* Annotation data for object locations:
• • • • • • •
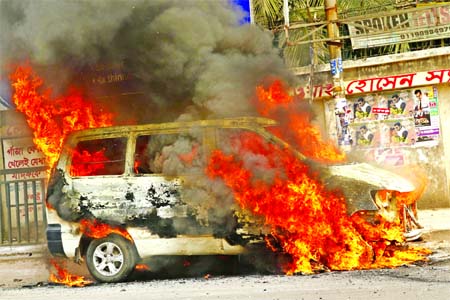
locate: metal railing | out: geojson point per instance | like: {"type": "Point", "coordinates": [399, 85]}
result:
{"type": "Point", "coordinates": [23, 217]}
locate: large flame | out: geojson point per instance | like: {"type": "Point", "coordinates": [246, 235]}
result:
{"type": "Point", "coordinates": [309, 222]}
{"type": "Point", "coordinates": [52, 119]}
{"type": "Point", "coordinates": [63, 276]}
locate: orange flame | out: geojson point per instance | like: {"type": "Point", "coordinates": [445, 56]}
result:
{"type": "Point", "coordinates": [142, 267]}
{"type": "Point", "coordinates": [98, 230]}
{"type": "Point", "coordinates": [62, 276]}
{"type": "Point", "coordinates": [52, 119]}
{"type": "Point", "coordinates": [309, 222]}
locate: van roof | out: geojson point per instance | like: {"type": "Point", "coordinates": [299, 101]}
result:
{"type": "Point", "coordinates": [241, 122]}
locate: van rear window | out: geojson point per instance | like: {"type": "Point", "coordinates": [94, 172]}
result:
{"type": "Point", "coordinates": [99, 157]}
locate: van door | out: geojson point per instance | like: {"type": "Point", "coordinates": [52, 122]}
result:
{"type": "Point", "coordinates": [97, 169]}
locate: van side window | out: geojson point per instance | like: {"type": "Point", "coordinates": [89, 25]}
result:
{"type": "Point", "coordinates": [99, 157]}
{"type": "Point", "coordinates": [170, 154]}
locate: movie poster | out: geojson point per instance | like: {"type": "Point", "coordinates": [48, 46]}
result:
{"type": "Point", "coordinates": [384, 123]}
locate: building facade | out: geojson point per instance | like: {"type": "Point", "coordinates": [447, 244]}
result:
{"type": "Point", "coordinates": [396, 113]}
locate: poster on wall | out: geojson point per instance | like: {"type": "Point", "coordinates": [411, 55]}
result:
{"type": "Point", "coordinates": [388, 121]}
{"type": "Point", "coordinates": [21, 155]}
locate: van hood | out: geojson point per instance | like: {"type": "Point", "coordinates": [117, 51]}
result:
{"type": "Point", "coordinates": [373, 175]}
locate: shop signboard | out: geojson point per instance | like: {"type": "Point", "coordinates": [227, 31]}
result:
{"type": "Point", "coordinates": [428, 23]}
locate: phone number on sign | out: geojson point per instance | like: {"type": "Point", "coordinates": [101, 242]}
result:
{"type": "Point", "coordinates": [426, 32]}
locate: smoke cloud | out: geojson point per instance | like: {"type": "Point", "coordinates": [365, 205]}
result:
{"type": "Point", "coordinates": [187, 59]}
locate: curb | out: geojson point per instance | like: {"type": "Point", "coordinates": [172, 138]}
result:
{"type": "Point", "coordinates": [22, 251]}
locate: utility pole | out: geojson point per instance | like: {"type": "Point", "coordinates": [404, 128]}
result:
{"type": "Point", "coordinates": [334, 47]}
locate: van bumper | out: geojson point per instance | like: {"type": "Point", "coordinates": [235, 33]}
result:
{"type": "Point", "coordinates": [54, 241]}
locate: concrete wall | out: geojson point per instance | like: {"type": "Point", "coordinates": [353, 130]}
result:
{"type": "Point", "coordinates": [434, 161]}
• • • • • • •
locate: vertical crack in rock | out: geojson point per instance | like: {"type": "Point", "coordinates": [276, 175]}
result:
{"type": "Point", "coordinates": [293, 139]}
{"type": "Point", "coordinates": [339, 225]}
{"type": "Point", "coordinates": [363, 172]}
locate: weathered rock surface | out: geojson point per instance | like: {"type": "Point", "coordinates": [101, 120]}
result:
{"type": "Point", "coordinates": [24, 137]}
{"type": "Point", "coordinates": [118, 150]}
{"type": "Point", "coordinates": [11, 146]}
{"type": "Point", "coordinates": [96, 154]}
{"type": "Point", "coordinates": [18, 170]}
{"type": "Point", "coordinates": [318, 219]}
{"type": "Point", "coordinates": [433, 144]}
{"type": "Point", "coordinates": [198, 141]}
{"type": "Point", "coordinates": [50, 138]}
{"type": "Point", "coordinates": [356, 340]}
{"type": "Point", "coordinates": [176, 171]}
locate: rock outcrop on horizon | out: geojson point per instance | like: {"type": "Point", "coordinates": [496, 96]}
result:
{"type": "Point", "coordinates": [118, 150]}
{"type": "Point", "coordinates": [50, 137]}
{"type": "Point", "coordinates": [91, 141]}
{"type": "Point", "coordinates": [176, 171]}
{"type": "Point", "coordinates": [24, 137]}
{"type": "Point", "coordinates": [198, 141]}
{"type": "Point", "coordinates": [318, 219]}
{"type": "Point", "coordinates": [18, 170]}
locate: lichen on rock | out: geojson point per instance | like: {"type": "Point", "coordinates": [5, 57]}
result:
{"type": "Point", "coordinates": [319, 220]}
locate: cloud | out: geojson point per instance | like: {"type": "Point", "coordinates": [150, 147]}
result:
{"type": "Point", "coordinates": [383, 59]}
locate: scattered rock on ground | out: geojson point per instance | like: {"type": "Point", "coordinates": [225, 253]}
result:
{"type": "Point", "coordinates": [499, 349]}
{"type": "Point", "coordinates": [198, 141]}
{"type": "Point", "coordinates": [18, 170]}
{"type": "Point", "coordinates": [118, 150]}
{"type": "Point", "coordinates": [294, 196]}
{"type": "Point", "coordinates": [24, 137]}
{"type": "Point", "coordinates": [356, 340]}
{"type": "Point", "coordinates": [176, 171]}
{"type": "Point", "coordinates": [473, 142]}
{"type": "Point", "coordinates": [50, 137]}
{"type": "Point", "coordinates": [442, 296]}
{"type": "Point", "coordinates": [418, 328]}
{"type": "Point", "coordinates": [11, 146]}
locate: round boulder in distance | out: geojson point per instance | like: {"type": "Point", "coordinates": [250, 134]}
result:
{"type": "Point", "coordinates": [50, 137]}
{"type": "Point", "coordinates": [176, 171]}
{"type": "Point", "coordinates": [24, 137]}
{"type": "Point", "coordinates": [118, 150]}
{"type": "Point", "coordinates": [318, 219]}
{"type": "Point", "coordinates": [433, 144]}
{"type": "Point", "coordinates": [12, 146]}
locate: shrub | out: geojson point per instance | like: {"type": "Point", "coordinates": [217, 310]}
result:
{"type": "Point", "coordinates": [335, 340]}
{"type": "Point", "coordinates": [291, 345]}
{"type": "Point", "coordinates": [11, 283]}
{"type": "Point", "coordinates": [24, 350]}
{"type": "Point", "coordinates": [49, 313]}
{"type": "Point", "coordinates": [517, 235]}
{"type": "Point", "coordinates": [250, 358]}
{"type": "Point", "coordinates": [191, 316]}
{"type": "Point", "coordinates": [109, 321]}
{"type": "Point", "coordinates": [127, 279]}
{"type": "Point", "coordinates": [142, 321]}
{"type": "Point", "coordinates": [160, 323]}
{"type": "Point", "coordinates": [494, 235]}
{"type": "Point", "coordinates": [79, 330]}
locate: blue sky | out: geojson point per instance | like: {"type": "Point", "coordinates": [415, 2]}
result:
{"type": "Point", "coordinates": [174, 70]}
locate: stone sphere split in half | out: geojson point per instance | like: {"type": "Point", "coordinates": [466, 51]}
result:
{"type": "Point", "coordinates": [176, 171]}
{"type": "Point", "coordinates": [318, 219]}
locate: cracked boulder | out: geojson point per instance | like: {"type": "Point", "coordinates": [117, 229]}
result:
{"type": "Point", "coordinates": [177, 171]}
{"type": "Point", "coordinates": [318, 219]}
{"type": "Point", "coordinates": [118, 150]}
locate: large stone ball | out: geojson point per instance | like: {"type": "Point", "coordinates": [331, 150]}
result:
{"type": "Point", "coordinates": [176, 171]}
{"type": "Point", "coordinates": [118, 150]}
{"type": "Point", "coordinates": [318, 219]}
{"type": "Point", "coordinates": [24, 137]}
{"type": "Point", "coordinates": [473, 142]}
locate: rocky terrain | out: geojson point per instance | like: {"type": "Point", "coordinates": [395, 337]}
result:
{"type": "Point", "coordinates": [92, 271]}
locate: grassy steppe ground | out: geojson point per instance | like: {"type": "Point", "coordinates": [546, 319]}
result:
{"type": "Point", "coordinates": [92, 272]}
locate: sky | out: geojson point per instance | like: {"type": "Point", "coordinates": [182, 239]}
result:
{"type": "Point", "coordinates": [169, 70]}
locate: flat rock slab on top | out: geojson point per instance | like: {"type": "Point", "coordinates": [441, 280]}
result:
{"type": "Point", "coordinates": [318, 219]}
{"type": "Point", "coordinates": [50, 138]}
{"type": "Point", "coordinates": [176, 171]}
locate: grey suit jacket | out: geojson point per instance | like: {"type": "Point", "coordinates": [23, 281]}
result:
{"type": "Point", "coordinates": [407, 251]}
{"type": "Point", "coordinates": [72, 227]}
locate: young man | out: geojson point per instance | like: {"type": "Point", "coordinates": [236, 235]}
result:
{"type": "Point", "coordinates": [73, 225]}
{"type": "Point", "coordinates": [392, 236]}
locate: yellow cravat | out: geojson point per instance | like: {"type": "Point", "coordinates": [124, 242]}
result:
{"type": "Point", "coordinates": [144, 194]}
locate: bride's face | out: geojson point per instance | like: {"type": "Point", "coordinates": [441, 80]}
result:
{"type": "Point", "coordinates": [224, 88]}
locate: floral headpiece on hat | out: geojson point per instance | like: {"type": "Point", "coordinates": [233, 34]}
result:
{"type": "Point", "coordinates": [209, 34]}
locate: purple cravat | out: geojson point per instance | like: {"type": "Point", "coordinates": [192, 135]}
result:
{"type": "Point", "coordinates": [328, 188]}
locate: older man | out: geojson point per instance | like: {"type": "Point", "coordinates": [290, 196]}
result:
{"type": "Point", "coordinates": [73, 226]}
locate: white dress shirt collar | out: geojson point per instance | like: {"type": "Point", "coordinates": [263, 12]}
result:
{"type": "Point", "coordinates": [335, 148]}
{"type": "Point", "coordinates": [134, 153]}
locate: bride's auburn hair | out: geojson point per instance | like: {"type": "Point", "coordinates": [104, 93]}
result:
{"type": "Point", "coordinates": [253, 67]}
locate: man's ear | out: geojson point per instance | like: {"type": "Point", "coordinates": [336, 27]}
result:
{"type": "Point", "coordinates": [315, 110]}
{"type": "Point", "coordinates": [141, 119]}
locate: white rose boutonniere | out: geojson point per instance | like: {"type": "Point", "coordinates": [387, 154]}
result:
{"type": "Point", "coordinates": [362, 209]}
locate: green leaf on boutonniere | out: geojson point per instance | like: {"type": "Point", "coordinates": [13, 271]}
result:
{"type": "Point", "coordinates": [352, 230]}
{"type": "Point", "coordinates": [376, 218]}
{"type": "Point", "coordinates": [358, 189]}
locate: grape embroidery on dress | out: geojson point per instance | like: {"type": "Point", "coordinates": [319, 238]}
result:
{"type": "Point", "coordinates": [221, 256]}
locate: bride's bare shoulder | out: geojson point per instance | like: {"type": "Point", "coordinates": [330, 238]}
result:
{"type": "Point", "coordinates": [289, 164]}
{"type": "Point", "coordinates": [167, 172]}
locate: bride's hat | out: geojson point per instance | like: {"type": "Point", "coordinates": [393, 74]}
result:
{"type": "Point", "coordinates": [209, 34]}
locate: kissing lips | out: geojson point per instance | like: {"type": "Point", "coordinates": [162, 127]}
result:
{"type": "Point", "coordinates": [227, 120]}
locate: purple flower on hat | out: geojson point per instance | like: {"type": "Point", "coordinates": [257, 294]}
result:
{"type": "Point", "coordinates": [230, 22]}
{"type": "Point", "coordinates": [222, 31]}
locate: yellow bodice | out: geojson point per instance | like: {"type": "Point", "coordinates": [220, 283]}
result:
• • • • • • •
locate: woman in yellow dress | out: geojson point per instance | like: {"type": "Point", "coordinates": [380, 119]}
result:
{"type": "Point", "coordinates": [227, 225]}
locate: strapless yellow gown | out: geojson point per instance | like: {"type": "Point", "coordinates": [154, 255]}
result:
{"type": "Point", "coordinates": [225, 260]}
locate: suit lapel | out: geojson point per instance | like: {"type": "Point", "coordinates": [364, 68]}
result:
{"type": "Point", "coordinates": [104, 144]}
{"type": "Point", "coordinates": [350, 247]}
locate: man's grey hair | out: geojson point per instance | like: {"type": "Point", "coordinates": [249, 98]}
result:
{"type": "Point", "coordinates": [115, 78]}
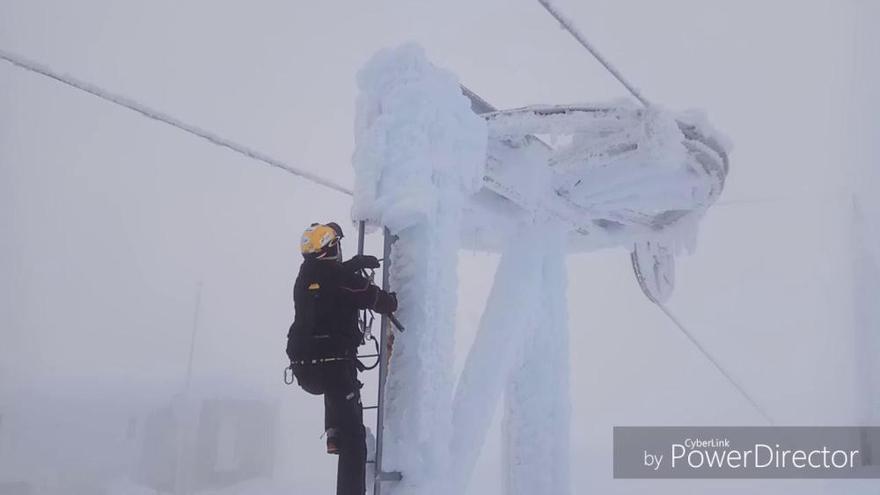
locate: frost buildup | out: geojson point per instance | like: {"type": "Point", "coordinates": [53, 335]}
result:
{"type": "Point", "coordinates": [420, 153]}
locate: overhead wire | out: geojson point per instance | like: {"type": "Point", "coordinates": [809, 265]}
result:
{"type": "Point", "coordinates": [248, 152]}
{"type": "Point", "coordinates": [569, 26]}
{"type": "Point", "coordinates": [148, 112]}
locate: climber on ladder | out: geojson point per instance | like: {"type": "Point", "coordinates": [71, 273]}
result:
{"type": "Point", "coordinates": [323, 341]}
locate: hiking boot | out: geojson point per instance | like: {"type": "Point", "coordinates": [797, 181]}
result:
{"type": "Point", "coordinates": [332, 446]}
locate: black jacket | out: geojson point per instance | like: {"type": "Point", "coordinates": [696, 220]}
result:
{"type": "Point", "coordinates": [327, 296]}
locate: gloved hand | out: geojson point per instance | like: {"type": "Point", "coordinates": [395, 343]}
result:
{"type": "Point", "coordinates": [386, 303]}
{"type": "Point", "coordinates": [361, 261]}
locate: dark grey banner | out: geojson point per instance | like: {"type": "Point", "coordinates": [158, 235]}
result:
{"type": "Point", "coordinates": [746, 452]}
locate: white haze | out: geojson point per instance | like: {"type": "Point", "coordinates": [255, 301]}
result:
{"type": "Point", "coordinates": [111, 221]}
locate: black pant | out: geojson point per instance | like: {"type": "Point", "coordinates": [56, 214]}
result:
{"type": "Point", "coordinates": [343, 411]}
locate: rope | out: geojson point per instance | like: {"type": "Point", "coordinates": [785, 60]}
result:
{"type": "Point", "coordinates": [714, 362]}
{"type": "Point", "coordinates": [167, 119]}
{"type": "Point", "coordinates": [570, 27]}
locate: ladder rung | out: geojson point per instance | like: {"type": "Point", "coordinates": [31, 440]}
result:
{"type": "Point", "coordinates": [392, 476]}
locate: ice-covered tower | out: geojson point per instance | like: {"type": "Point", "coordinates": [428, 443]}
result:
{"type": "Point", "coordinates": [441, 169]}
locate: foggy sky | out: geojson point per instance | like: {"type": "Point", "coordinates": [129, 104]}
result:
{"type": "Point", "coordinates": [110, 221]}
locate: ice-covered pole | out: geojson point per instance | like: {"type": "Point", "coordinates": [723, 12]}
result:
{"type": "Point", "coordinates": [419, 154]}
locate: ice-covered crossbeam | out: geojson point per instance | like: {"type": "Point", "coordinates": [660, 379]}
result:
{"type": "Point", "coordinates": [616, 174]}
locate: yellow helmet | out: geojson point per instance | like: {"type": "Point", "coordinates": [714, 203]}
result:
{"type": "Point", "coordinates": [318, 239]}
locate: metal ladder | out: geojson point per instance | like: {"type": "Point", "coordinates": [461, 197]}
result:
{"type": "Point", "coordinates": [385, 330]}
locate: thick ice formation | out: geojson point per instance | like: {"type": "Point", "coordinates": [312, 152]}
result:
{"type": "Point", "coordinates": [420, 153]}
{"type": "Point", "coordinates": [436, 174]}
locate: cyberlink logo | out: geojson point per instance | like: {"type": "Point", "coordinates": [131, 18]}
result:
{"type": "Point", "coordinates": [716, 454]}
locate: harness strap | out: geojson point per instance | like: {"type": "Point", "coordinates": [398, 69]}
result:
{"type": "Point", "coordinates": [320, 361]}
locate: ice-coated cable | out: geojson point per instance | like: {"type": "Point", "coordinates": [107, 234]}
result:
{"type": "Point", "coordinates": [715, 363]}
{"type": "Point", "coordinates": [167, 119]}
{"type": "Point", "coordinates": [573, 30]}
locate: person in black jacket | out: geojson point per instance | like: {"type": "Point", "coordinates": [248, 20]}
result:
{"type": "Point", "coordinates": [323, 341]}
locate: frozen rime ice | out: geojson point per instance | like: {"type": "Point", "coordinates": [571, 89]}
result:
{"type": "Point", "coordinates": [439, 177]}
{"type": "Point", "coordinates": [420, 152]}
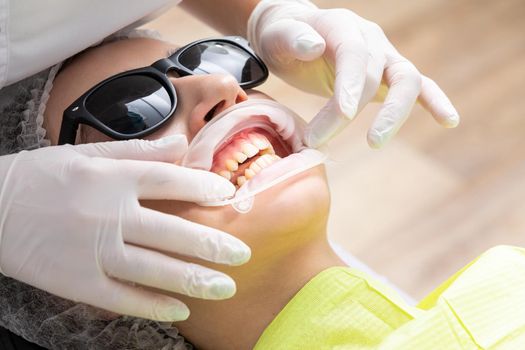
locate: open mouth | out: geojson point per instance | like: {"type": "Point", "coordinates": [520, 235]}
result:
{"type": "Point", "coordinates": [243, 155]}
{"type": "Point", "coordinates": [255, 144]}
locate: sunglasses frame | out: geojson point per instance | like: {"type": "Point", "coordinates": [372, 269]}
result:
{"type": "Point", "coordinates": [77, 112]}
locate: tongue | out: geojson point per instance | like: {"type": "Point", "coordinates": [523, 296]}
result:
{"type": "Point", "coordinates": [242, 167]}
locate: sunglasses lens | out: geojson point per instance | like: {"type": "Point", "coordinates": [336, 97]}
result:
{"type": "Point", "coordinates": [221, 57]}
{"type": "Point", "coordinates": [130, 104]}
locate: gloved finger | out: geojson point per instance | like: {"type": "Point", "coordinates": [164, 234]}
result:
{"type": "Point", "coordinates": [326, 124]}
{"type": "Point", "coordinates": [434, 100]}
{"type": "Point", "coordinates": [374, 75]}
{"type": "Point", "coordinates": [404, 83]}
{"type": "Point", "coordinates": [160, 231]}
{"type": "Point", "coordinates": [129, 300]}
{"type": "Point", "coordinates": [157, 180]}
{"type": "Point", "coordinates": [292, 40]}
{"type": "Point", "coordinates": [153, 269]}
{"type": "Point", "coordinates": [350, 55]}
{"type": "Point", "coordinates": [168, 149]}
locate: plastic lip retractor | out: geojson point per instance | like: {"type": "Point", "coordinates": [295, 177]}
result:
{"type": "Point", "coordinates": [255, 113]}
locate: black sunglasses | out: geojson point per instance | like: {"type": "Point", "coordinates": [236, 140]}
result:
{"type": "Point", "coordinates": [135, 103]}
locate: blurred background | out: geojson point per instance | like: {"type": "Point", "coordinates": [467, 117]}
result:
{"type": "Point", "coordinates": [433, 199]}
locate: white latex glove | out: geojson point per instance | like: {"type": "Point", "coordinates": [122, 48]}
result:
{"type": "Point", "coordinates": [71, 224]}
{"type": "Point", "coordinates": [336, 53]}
• • • • • • •
* What you have to do:
How many lines in the three blocks above contain the word "window"? Treat the match as case-sensitive, and reply with the number alone.

* Exercise result:
2